-- Provided records follows --

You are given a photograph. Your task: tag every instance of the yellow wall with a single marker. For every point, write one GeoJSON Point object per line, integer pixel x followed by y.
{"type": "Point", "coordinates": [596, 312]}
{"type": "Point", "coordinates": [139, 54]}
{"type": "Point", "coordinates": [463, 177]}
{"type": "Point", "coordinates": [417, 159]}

-- Provided records concluded --

What is expected = All of the data is to be transcribed exactly as written.

Written reply =
You are given a photograph. Your task: tag every instance of the yellow wall with a single marker. For every point, write one GeoJSON Point object per line, integer pixel x followed by y.
{"type": "Point", "coordinates": [596, 312]}
{"type": "Point", "coordinates": [139, 54]}
{"type": "Point", "coordinates": [463, 177]}
{"type": "Point", "coordinates": [417, 159]}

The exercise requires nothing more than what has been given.